§ STUDY MATERIAL:
- - - - - - -

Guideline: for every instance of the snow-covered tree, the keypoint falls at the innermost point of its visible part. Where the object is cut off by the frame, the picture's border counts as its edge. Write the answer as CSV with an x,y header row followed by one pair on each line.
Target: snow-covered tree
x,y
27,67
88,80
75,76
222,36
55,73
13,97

- - - - - - -

§ TASK TO COMPLETE: Reproduce all of the data exactly as given.

§ WRITTEN RESPONSE:
Guideline: for every instance of the snow-covered tree, the keypoint falls at the innermost point of its visible part. Where the object is cut off by the frame, the picture's border counts as its edge. Write the answer as CSV with an x,y header row followed by one pair on each line.
Target: snow-covered tree
x,y
27,67
88,80
75,76
222,36
55,73
13,97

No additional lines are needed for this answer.